§ TASK TO CARRY OUT
From the data that follows, print exactly the lines starting at the one containing "Target: ammunition pouch" and ending at the one containing "Target: soldier's field jacket"; include both of them and nothing more.

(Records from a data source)
-- Opening Marker --
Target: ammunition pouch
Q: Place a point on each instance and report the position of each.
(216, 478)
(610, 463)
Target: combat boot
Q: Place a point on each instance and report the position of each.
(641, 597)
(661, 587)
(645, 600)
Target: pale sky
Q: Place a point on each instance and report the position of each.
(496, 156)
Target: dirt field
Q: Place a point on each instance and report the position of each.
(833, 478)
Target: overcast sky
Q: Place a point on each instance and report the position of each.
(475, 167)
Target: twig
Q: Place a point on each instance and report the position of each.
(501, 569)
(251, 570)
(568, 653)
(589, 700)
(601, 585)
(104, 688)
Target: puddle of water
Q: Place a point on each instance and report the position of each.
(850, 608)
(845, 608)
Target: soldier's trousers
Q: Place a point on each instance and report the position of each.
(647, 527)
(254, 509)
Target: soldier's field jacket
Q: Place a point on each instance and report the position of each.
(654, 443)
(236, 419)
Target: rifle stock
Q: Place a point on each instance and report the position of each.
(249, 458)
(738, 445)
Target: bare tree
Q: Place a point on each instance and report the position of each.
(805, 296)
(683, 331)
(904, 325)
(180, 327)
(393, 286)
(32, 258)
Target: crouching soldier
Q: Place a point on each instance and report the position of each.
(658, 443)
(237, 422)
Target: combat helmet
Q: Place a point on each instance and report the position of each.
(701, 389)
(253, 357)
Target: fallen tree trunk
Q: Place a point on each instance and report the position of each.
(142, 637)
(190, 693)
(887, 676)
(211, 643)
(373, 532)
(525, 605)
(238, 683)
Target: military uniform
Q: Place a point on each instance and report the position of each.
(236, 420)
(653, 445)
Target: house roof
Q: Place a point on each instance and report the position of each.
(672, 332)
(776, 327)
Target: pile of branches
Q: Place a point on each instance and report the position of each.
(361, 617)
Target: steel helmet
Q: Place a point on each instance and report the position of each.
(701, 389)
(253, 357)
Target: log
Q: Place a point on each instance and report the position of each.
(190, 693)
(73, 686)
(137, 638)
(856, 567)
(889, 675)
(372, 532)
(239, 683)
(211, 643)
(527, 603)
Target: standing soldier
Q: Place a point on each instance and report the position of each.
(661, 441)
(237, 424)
-- Closing Marker --
-- Opening Marker --
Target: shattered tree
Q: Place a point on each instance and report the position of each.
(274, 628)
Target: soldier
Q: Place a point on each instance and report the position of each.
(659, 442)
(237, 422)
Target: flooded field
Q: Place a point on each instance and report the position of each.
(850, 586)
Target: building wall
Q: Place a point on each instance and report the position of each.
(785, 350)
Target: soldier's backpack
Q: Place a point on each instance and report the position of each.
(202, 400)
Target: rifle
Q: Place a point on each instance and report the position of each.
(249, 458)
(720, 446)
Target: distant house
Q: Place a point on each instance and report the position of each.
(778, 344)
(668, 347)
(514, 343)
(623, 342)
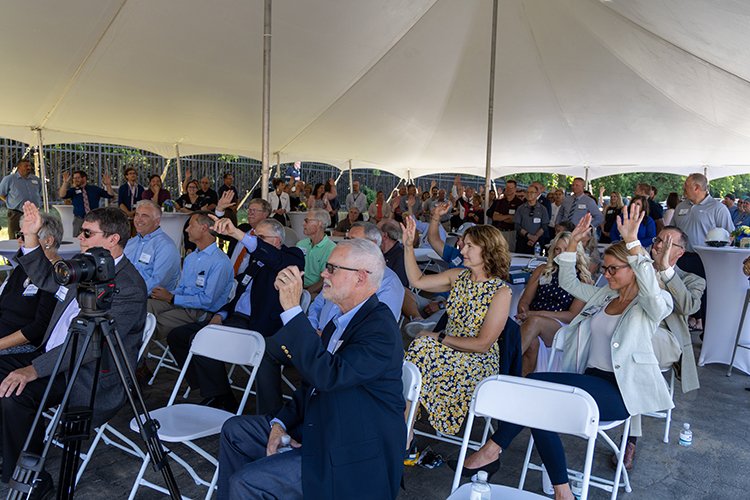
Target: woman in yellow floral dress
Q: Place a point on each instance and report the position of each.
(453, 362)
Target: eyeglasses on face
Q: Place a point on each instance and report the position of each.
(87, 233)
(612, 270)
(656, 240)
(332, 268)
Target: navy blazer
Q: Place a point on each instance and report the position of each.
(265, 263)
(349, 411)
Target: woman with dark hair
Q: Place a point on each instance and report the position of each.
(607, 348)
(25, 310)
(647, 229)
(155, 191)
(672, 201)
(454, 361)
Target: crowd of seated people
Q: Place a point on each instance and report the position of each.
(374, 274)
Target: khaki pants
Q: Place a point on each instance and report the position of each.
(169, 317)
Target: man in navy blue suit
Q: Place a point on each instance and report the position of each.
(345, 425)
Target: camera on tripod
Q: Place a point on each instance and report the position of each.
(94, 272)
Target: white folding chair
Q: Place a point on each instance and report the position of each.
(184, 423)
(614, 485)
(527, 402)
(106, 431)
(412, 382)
-- Closing Marker --
§ COMPLETED EXERCISE
Target: ammunition pouch
Q: Place a point on each instance and report the position of each.
(216, 478)
(610, 463)
Target: combat boot
Q: Place a point on each instance and report the position of each.
(641, 597)
(661, 587)
(645, 600)
Target: pale sky
Q: Place a point on each instance and report the position of each.
(496, 156)
Target: dirt field
Q: Place a point on each instance and report the position of each.
(833, 478)
Target: overcast sky
Q: Place a point on each instance and report the position of each.
(475, 167)
Target: twig
Q: Place a point on each instance and report the position of each.
(501, 569)
(251, 570)
(568, 653)
(589, 700)
(601, 585)
(104, 688)
Target: puddle of water
Q: Place a point on each instance and report the position of each.
(850, 608)
(845, 608)
Target: soldier's trousers
Q: Place a point on each instance and report the position of each.
(647, 527)
(254, 509)
Target: soldier's field jacket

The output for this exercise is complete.